• _Listed records_
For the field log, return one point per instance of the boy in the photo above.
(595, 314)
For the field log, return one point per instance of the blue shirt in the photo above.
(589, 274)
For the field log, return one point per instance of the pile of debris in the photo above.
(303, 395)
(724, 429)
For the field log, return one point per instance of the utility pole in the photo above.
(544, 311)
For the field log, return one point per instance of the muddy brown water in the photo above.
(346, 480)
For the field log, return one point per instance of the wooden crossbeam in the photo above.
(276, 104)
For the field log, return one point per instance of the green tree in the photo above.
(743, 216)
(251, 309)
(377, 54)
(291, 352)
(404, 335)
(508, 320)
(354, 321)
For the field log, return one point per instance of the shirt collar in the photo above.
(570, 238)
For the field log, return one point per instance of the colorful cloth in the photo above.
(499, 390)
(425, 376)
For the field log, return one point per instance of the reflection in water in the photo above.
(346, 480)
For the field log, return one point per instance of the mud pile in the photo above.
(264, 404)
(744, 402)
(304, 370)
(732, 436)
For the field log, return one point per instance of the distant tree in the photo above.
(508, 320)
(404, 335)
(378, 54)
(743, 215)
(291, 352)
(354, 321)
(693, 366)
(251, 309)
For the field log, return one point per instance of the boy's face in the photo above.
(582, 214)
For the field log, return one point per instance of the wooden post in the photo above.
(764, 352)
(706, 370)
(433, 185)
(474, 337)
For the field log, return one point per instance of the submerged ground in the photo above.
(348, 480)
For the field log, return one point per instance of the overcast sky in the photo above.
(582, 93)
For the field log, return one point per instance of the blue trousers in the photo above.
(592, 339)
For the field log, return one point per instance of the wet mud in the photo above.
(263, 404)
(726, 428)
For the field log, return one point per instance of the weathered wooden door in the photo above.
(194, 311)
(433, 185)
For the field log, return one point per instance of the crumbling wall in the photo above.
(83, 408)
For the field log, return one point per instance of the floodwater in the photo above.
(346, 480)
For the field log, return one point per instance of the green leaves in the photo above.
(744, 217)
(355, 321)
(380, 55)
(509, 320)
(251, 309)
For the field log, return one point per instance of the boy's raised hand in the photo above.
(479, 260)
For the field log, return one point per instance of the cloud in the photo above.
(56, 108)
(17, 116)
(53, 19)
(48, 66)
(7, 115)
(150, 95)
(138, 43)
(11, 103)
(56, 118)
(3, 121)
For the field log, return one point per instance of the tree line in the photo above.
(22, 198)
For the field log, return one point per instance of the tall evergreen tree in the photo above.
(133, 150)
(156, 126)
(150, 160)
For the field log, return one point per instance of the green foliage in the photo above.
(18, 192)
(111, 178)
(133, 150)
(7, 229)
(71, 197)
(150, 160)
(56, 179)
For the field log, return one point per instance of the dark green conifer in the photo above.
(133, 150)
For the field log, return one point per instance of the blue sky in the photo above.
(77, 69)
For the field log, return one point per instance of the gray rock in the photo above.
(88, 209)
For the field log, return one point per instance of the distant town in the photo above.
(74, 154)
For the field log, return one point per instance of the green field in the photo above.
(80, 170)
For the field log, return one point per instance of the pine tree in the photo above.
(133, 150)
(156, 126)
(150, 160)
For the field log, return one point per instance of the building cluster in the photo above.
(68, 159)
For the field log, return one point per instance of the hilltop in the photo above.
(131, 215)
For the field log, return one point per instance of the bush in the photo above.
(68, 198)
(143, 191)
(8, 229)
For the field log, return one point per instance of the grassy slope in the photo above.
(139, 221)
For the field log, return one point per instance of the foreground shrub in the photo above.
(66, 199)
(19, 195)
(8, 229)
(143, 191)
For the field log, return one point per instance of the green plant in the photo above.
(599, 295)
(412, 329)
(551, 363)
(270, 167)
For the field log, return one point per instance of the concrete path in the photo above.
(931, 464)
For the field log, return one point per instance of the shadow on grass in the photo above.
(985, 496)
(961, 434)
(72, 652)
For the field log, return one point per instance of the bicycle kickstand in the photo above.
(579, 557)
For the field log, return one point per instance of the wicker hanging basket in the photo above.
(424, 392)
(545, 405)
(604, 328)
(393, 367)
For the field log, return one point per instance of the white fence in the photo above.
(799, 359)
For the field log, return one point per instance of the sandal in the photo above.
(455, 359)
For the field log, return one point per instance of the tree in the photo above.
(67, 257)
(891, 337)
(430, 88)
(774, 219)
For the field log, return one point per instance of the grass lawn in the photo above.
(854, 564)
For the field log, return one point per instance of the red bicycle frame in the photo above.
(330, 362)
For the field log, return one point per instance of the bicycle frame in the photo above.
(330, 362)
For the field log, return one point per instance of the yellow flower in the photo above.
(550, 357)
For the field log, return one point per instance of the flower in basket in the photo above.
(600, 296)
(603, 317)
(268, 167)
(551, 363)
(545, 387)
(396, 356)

• _Directions_
Please give the entries above again, swapping every "field log" for "site report" and changing nothing else.

• _Output below_
For the site report, return one point per instance of the boy in the photo above.
(595, 314)
For the site report, return one point per instance of the blue shirt in the photo above.
(589, 274)
For the site report, return one point per instance of the pile of debris in the photo above.
(303, 395)
(724, 429)
For the site report, return one point per instance of the utility pole in the photo above.
(544, 311)
For the site report, return one point per instance of the muddy brown water in the photo above.
(346, 480)
For the site report, return one point per instance of the wooden crossbeam in the photo above.
(276, 104)
For the site report, return one point per instance of the green tree in the photo above.
(743, 216)
(251, 309)
(377, 54)
(291, 352)
(404, 335)
(508, 320)
(354, 321)
For the site report, return one point per instance of the shirt collar in the photo above.
(570, 238)
For the site report, return one point per instance of the colorful cloth in the photo above.
(499, 390)
(425, 376)
For the site report, return one point per instance of the reflection in water in the photo above.
(346, 480)
For the site report, return one point per instance of the mud pile in the photo above.
(264, 404)
(744, 402)
(304, 370)
(732, 436)
For the site report, return one point per instance of the distant tree in the photo above.
(508, 320)
(404, 335)
(378, 54)
(743, 215)
(291, 352)
(354, 321)
(693, 366)
(251, 309)
For the site report, return one point per instance of the boy's face in the photo above.
(582, 214)
For the site report, return one point per instance of the wooden post in the photo above.
(764, 352)
(706, 370)
(433, 185)
(474, 337)
For the site report, return one point per instance of the submerged ground in the photo above.
(348, 480)
For the site report, return one point per instance of the overcast sky in the photo above.
(582, 93)
For the site report, return one point per instance of the blue trousers in the photo above.
(592, 339)
For the site report, return one point per instance of the wet mud in the photo above.
(263, 404)
(726, 428)
For the site report, return one point per instance of the weathered wooden door in the photo above.
(194, 311)
(433, 185)
For the site report, return one point per instance of the crumbling wall in the photo above.
(83, 408)
For the site report, return one point per instance of the floodwater in the photo above.
(346, 480)
For the site report, return one point per instance of the green leaves in the photo above.
(744, 217)
(355, 321)
(380, 55)
(509, 320)
(251, 309)
For the site report, return one point per instance of the boy's raised hand in the photo above.
(479, 260)
For the site report, return one point per instance of the cloud in the photo above.
(56, 108)
(17, 116)
(53, 19)
(48, 66)
(7, 115)
(150, 95)
(138, 43)
(11, 103)
(56, 118)
(3, 121)
For the site report, return one point per instance of the tree line in the photo above.
(22, 198)
For the site report, return one point per instance of the tall evergreen tree in the photo above.
(133, 150)
(156, 126)
(150, 160)
For the site report, return one point per instance of the green foliage in the photo above.
(18, 192)
(111, 178)
(133, 150)
(7, 229)
(71, 197)
(150, 160)
(56, 179)
For the site report, return one point per instance of the dark green conifer in the photo above.
(133, 150)
For the site report, return one point per instance of the blue sky in the photo above.
(77, 69)
For the site report, return one point per instance of the gray rock in the photo above.
(88, 209)
For the site report, return one point per instance of the distant town in the photo above.
(74, 154)
For the site report, return one point per instance of the green field in the photo above.
(80, 170)
For the site report, return one point per instance of the pine tree in the photo above.
(133, 150)
(156, 126)
(150, 160)
For the site report, return one point per instance of the building cluster in the photo above.
(68, 159)
For the site report, return one point per instance of the hilltop in the photo above.
(131, 215)
For the site report, return one point per instance of the bush in the photo above.
(68, 198)
(143, 191)
(8, 229)
For the site report, return one point per instance of the grassy slope in the photo above.
(139, 221)
For the site report, return one point per instance of the foreground shrub in the photo above.
(66, 199)
(19, 195)
(8, 229)
(143, 191)
For the site report, return one point per instance of the green plant in the photo above.
(599, 295)
(412, 329)
(551, 363)
(270, 167)
For the site report, return one point per instance of the concrete path in the photo above.
(931, 464)
For the site report, return one point per instance of the shadow on grass in the photo above.
(985, 496)
(961, 434)
(72, 652)
For the site report, return one point per instance of the bicycle kickstand in the photo above.
(579, 557)
For the site report, return one point per instance of the wicker hanging basket in the photo above.
(424, 392)
(545, 405)
(604, 328)
(393, 367)
For the site report, return one point per instance of the white fence in the photo above.
(799, 359)
For the site report, return one point per instance of the sandal in the photo above.
(455, 359)
For the site report, return one point per instance of the tree in the photo above.
(67, 257)
(891, 337)
(430, 88)
(774, 219)
For the site report, return one point per instance of the grass lawn in the photo above.
(854, 564)
For the site report, return one point per instance of the red bicycle frame in the photo above.
(330, 362)
For the site report, return one point per instance of the bicycle frame in the photo above.
(330, 362)
For the site report, return one point per instance of the yellow flower in the photo above.
(550, 357)
For the site report, return one point per instance of the flower in basket in the photo above.
(600, 296)
(603, 317)
(268, 167)
(551, 363)
(545, 387)
(396, 356)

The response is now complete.